*** Excerpted passage Section Begins ***
Will the Contentious Opening of a Philip Guston Show Hurt or Help the Artist’s Market? We Parsed the Auction Data to Find Out

Is it high time the artist's market catches up to his Ab-Ex contemporaries?

Philip Guston, Nile(1958). Courtesy Sotheby's

Last week, Sotheby’s announced that it would offer a resplendent Philip Guston abstraction during its Modern art evening sale in New York next month. The painting, which has been in the same collection for four decades, carries the highest estimate ever set for a Guston work, $20 million to $30 million, which means it could break the artist’s existing record of $25.9 million, set in 2013. 

The event will coincide with another momentous occasion for Guston’s work: the opening of a long-awaited retrospective at the Museum of Fine Arts Boston on May 1. “Philip Guston Now,” which will go on to tour to the National Gallery of Art in Washington, D.C., the Museum of Fine Arts Houston, and Tate Modern in London, was controversially postponed in 2020, amid fears from organizers that the public might object to some of Guston’s depictions of the Ku Klux Klan.

Two years on, has the controversy helped or harmed Guston’s market? We took to Artnet’s Price Database to investigate.

 

The Context

Auction Record: $25.9 million, achieved at Christie’s New York in May 2013 

Guston’s Performance in 2021

Lots sold: 27

Bought in: 3

Sell-through rate: 90 percent

Average sale price: $1.5 million

Mean estimate: $765,356

Total sales: $39.4 million

Top painting price: $24.4 million

Lowest painting price: $312,500

Lowest overall price: $1,800, for a screenprint on plexiglass, part of an edition of 125.
*** Excerpted passage Section Ends ***
Problems to work on:
#1 Translate this sentence from the article on Philip Guston's auction market into Spanish: "The event will coincide with another momentous occasion for Guston's work: the opening of a long-awaited retrospective at the Museum of Fine Arts Boston on May 1."
#2 Pick up the article on Philip Guston's auction market after its final line, the lowest overall price, and write the next part.
*** Dataset excerpts Section Begins ***
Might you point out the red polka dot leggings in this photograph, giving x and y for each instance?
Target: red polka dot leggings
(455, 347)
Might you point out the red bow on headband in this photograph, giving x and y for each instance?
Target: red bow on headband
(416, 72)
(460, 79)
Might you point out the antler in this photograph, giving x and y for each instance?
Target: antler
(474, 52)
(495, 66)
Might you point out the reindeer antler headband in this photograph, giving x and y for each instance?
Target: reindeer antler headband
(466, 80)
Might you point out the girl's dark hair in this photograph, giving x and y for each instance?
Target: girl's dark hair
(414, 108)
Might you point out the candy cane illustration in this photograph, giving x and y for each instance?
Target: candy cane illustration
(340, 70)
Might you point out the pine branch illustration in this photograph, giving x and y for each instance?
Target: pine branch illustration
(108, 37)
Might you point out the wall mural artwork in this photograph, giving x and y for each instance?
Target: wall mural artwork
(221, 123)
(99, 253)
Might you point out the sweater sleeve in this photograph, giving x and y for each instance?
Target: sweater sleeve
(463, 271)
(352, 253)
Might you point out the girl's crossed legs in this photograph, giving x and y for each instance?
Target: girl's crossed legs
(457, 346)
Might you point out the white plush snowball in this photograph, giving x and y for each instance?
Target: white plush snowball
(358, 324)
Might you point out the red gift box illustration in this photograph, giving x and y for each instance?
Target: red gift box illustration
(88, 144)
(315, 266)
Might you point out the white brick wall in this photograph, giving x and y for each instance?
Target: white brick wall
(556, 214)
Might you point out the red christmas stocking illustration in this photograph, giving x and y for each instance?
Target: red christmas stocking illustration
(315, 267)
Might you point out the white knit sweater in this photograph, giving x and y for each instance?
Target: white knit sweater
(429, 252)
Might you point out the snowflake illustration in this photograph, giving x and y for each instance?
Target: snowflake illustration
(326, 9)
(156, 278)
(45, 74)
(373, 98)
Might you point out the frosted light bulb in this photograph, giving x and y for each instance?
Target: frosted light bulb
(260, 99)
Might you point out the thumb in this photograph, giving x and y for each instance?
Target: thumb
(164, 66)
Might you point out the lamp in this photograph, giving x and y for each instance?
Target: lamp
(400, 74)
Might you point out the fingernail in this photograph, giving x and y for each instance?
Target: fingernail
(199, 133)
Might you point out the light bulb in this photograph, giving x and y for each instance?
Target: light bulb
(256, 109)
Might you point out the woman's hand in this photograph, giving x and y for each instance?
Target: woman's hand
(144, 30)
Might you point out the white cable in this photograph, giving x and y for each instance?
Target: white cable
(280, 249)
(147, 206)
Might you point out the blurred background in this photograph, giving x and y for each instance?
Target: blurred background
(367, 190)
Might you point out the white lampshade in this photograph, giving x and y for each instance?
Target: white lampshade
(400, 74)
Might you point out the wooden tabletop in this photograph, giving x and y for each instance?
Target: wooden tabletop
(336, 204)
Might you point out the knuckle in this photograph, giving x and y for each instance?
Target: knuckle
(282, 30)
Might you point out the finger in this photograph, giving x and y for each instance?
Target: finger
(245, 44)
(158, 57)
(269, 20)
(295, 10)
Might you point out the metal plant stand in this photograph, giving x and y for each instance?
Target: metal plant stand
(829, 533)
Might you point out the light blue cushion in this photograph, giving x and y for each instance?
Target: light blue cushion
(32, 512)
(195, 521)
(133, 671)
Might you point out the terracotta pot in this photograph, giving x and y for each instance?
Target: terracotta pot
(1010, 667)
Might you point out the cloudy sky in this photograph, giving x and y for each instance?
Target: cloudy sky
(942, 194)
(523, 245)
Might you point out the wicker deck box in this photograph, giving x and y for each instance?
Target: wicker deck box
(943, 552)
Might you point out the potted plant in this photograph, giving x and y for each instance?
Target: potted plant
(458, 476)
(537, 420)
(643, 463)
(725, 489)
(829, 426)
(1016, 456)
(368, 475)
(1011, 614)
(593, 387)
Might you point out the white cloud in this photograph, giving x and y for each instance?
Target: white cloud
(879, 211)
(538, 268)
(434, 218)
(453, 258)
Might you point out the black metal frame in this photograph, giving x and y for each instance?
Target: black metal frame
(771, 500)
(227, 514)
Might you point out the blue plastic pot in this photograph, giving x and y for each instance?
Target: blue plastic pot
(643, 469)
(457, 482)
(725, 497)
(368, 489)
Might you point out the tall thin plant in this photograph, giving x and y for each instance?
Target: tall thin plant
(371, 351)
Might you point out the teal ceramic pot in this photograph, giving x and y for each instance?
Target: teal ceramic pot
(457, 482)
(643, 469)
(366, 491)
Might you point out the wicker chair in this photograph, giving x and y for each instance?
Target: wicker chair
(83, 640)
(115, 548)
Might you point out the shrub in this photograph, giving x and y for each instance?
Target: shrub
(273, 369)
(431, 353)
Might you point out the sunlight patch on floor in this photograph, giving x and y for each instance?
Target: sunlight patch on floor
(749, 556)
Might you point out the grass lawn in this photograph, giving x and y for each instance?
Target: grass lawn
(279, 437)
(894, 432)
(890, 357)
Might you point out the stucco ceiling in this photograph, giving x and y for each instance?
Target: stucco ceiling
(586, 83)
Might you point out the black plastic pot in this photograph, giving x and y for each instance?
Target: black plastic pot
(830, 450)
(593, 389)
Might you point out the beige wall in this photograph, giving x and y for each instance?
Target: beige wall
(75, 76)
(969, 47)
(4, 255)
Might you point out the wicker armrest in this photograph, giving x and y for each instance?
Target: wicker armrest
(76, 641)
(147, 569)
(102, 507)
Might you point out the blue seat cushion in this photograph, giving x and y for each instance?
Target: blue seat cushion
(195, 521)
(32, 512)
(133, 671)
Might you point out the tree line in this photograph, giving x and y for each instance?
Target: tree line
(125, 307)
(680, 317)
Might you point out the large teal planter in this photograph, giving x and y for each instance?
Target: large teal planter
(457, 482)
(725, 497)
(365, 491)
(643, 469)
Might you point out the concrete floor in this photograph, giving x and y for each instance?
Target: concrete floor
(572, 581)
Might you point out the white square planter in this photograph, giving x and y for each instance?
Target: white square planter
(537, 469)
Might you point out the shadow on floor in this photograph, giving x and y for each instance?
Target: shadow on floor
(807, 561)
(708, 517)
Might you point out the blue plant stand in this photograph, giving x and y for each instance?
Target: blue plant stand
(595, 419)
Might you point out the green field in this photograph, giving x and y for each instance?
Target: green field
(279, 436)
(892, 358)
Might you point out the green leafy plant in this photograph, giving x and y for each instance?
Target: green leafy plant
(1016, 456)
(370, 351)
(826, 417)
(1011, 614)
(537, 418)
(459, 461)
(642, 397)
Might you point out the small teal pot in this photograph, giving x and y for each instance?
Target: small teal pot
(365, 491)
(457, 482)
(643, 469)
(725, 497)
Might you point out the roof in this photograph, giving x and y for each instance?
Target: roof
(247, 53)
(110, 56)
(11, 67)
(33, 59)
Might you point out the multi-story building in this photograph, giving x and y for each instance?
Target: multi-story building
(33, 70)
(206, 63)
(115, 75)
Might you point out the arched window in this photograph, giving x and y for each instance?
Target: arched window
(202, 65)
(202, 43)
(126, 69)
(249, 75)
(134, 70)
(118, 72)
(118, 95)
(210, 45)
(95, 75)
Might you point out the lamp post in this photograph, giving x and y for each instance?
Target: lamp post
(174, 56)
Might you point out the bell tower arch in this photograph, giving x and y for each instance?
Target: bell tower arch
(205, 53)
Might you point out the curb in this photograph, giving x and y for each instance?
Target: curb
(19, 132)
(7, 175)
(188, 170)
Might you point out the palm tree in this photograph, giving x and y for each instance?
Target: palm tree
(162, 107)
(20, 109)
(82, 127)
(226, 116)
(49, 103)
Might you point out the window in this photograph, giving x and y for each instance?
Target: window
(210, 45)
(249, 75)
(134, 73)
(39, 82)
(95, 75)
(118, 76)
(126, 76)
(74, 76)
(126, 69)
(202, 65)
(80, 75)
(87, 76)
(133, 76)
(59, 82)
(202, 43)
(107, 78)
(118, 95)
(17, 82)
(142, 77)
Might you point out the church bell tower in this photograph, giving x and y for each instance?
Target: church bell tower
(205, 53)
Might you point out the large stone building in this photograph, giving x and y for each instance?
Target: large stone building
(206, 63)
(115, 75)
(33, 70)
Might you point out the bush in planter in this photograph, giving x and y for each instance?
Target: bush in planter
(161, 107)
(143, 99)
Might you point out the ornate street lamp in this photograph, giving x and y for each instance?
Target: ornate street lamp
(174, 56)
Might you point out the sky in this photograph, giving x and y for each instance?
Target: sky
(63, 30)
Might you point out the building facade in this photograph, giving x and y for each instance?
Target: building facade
*** Dataset excerpts Section Ends ***
Answers to the problems:
#1 El evento coincidirá con otra ocasión trascendental para la obra de Guston: la inauguración de una retrospectiva largamente esperada en el Museum of Fine Arts Boston el 1 de mayo.

#2
© 2022 Artnet Worldwide Corporation.

© 2022 Artnet Worldwide Corporation.

  1. Sharp spikes. Guston’s works first cracked the $1 million mark in 1990, and since then they have traded hands on the auction market for more than $1 million 60 times. Since the ‘90s, total sales of the artist’s work have risen and fallen in sharp peaks, largely corresponding with the supply of top examples to the market. The greatest year for Guston’s market so far was 2017, which saw $48.5 million in total sales across 30 lots.
  2. Pandemic crash. As was the case for many artists, Guston’s market crashed in 2020 as collectors held off from making major consignments, and total sales plummeted 82.7 percent to their lowest level since 2015. But the market quickly bounced back in 2021, reaching $39.4 million in total sales, its highest level since 2017.
  3. Figurative turn. Guston’s mid-career turn to figuration from abstraction hampered his market for a long time, but today Guston is best known for his figurative paintings, composed later in his career during the 1960s. Hauser and Wirth has represented the Guston estate since 2015, and has worked particularly hard to promote this later figurative work. Most of the artist’s recent top auction prices have reflected those efforts, including the sale of his 1976 painting Strong Light, which tripled its estimate and approached his world record price when it sold for $24.4 million as part of the divorce sale of billionaire collectors Harry and Linda Macklowe last November.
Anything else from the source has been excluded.